### Extracted text
Start
RNN generated from notebook to a json file, used for reproducibility since the beginning. RTMA data from same station.

In [None]:
rnn = from_json('rnn_orig.json')

In [None]:
rnn.keys()

In [None]:
# Scenario 11:
N = rnn['Ed'].shape[0]

dict1={
    'id': 11,
    'time': None,
    'rain': rnn['rain'][0:N],
    'fm' : rnn['fm'][0:N],
    'Ed' : rnn['Ed'][0:N],
    'Ew' : rnn['Ew'][0:N],
    'rain' : rnn['rain'][0:N],
    'title' : 'RNN Orig',
    'descr' : 'rtma weather, surface level fuel, moderate rain at end',
    'hours':N,
    'h2':300,
    'other': {'lon': rtma1['lon'], 'lat': rtma1['lat']}
}

test_dict['case11'] = dict1 # save to test dictionary

In [None]:
plot_data(test_dict['case11'])

## Save Output

In [None]:
import pickle
with open('testing_dict.pickle', 'wb') as handle:
    pickle.dump(test_dict, handle, protocol=pickle.HIGHEST_PROTOCOL)

In [None]:
test_dict.keys()

In [None]:
test_dict['case3'].keys()

## Sample KF Loop on Dict

In [None]:
with open('testing_dict.pickle', 'rb') as handle:
    test_dict = pickle.load(handle)

In [None]:
err_dict = {} # dictionary to save validation error for cases

In [None]:
# Calculate mean squared error
def mse(a, b):
    return ((a - b)**2).mean()
End
### Problem 1
Count the lines of the listing that contain the string "grass", treating uppercase and lowercase as different, and reply with the number alone.
The notebook code and the listing have nothing to do with each other.

### Material for this exercise
Start
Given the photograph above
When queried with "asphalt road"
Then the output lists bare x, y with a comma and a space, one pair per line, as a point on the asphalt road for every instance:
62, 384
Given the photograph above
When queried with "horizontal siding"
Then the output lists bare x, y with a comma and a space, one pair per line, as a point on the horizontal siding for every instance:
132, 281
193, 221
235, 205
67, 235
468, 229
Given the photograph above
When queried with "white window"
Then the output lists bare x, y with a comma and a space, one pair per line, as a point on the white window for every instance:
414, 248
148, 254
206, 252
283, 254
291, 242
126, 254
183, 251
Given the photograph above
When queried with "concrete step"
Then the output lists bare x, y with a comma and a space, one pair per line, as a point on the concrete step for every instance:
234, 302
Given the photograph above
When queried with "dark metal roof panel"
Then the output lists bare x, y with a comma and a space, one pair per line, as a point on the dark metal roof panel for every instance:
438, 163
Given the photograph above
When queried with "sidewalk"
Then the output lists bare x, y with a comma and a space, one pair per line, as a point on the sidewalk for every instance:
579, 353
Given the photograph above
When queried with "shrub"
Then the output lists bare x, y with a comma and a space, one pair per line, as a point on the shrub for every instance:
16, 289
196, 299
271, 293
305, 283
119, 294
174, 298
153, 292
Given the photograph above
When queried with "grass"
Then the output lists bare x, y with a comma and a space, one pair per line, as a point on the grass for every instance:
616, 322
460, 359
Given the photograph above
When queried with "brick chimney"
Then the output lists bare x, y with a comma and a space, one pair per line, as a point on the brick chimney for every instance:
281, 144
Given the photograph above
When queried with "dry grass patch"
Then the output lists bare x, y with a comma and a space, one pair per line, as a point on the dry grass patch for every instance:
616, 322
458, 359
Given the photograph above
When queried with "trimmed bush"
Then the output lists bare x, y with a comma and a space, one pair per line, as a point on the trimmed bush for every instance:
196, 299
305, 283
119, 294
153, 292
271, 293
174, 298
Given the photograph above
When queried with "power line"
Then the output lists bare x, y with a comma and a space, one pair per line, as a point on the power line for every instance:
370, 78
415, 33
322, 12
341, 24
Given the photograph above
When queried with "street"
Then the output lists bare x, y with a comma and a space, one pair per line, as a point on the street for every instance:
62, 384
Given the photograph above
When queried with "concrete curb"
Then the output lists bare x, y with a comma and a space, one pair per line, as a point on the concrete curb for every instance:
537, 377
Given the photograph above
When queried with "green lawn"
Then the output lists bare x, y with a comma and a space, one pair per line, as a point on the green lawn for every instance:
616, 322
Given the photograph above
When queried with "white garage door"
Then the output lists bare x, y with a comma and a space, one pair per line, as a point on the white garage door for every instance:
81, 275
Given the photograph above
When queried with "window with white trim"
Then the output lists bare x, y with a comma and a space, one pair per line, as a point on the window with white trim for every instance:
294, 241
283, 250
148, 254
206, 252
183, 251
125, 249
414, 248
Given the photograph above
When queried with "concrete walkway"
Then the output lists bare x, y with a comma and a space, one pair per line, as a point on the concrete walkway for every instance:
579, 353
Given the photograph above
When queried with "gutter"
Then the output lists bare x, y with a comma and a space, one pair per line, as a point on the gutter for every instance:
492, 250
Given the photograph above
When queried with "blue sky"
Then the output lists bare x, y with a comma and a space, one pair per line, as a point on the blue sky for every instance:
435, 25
End
### Problem 2
Continue the notebook code on building and saving test cases from the point where it stops.

### Task output 1
4

### Task output 2
def mse_data(dat, hours = None, h2 = None):
    if hours is None:
        hours = dat['hours']
    if h2 is None:
        h2 = dat['h2']
    
    m = dat['m']
    fm = dat['fm']
    
    train = mse(m[:h2], fm[:h2])
    test = mse(m[h2:hours], fm[h2:hours])
    print('Training MSE:   ' + str(np.round(train, 4)))
    print('Prediction MSE: ' + str(np.round(test, 4)))
          
    return train, test

In [None]:
for key in [*test_dict.keys()]:
    print(key, ':', test_dict[key]['title'])
    
    dict1 = test_dict[key]
    m,Ec = mod.run_augmented_kf(dict1)
    dict1['m']=m
    
    errs = mse_data(dict1)
    
    print('-'*25)
    
    err_dict[key] = {
        'title' : test_dict[key]['title'],
        'train' : errs[0],
        'test' : errs[1],
        'm_hash' : int(hash2(m)),
        # 'm' : m,
        'Ec' : Ec # equil. correction learned by training
    }

In [None]:
to_json(err_dict, 'errors.json')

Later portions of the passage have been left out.